Short task
Begin at the line that contains "Could you point out the street" and quote each line exactly through the last one. Leave pictures out.

···

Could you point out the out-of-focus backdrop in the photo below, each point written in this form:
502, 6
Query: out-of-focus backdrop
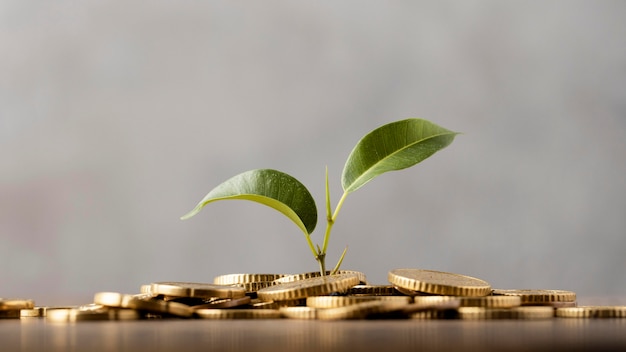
117, 117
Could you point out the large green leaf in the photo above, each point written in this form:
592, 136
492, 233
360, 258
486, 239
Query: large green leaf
269, 187
394, 146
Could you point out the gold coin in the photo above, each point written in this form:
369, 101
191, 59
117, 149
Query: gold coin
360, 310
342, 301
474, 313
142, 302
592, 312
145, 289
66, 315
16, 304
232, 279
538, 296
429, 305
259, 304
9, 314
484, 301
303, 276
550, 304
306, 313
441, 313
225, 303
315, 286
193, 289
255, 286
536, 312
35, 312
437, 282
373, 290
238, 313
481, 313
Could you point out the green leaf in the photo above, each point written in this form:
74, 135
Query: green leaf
269, 187
391, 147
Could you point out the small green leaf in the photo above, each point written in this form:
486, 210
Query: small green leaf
394, 146
269, 187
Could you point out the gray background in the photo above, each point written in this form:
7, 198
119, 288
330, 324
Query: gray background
116, 117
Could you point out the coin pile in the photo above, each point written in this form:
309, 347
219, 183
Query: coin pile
410, 294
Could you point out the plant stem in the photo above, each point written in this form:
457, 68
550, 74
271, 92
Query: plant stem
331, 221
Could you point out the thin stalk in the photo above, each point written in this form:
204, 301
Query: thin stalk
331, 221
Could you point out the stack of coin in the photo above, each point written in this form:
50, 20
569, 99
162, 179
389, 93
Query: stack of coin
410, 294
11, 308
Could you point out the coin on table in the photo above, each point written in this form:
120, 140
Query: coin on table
360, 310
342, 301
305, 313
193, 289
35, 312
482, 313
531, 297
221, 303
76, 314
232, 279
315, 286
373, 290
438, 282
435, 314
142, 302
9, 314
237, 313
483, 301
303, 276
432, 305
260, 304
592, 312
16, 304
533, 312
255, 286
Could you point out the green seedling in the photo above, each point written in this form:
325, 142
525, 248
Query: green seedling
394, 146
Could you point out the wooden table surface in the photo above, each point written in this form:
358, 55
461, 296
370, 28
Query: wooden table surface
36, 334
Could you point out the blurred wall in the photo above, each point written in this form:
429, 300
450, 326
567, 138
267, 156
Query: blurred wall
116, 117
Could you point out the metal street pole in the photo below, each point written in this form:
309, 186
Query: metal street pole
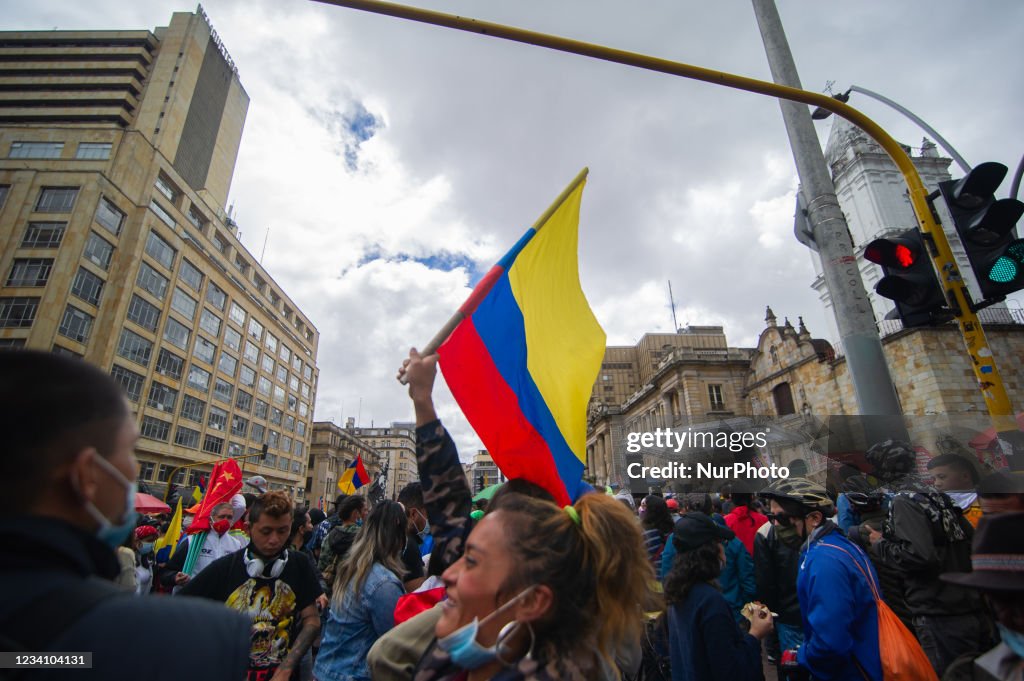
868, 370
989, 381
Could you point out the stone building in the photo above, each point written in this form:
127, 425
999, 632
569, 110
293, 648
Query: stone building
396, 444
688, 378
333, 449
117, 151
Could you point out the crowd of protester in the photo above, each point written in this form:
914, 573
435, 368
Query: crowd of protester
847, 581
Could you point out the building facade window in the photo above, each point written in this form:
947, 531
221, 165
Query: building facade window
110, 216
227, 364
56, 199
30, 271
143, 313
36, 150
76, 325
232, 339
160, 250
199, 378
215, 296
252, 352
240, 426
204, 349
87, 286
93, 151
213, 444
209, 323
237, 314
223, 390
43, 235
186, 437
130, 381
155, 429
98, 251
176, 334
190, 274
193, 409
217, 419
133, 347
183, 304
243, 400
152, 282
162, 397
170, 365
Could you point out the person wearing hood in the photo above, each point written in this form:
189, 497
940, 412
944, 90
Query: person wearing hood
705, 641
839, 615
924, 536
997, 558
217, 543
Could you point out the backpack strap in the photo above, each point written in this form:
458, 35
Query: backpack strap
36, 625
867, 576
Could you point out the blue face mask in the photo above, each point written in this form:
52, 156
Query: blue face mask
1014, 640
110, 534
463, 648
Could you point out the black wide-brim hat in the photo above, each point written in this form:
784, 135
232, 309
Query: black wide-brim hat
997, 555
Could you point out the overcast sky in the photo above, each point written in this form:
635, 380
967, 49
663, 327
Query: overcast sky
393, 162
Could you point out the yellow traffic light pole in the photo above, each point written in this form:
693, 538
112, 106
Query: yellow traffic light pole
974, 337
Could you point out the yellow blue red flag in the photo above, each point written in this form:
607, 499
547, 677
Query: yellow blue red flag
522, 363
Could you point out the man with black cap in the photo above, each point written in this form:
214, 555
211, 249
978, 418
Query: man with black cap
997, 561
925, 535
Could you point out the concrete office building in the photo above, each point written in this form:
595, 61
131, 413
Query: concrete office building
117, 150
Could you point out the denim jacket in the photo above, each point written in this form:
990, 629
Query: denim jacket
351, 630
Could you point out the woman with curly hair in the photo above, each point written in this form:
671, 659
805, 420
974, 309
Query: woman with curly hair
706, 643
542, 593
366, 590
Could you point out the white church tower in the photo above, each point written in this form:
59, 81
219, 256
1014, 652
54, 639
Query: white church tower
873, 199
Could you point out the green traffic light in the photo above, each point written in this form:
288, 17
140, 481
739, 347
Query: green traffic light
1009, 267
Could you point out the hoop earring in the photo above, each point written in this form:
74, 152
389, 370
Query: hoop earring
507, 632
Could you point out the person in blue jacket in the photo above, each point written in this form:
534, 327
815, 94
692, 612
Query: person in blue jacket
837, 603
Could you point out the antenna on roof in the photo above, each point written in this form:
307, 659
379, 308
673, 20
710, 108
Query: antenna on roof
672, 301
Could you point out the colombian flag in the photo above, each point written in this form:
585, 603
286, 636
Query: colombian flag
164, 547
353, 477
523, 360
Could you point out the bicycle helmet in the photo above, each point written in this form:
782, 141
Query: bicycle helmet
809, 495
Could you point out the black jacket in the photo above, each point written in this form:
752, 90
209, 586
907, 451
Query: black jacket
128, 635
914, 546
775, 568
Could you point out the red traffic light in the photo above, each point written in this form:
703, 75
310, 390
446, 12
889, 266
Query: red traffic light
892, 253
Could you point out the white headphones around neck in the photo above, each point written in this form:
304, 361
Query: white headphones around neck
256, 567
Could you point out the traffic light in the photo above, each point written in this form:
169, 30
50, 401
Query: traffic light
985, 226
909, 279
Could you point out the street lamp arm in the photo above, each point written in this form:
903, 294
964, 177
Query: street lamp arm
965, 166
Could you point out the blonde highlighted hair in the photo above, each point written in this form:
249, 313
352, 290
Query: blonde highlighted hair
597, 569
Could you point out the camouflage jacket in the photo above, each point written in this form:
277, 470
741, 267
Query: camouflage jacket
445, 494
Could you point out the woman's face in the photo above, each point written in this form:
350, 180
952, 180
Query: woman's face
473, 582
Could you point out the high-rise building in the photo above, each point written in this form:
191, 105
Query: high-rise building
117, 150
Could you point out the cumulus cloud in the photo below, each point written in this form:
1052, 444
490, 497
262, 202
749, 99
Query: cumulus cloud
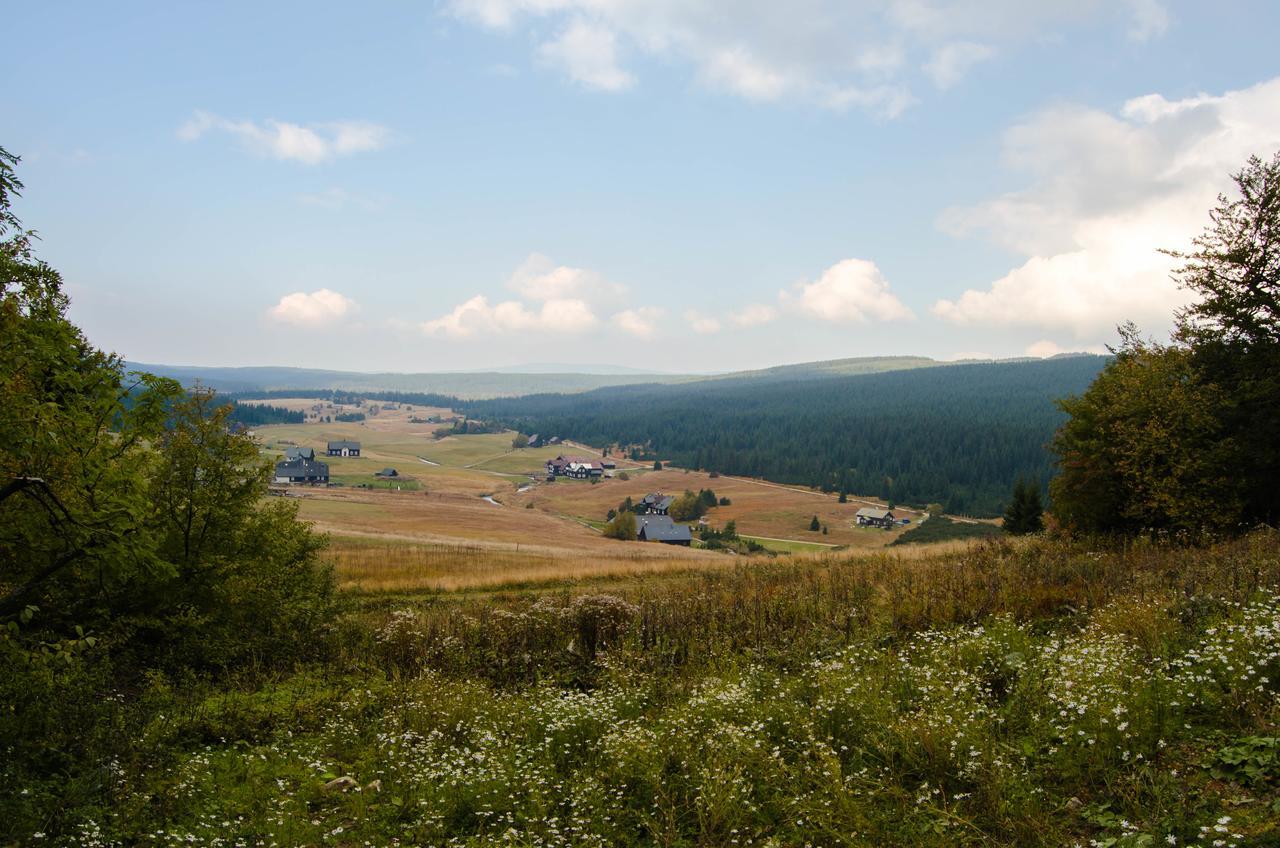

···

Task response
Could you point out the street lamp arm in the photo above, each point written in this form:
903, 294
964, 177
Query: street lamp arm
965, 166
Could you point out the blonde highlighted hair in the photo above, each point written in this form:
249, 313
352, 290
Query: blonde highlighted hair
597, 569
Could you point out the camouflage jacket in the photo above, each point written in this form:
277, 470
741, 267
Query: camouflage jacket
445, 494
Could you point out the woman's face in the photo above, each point written in this form:
350, 180
952, 180
Query: woman's face
473, 582
Could you point out the high-rise building in the photo above, each point written in this form:
191, 105
Query: high-rise building
117, 150
Could you point out the cumulus cloud in the photo below, each point written in this form:
1052, 444
490, 497
262, 202
749, 99
Query: cumulus cloud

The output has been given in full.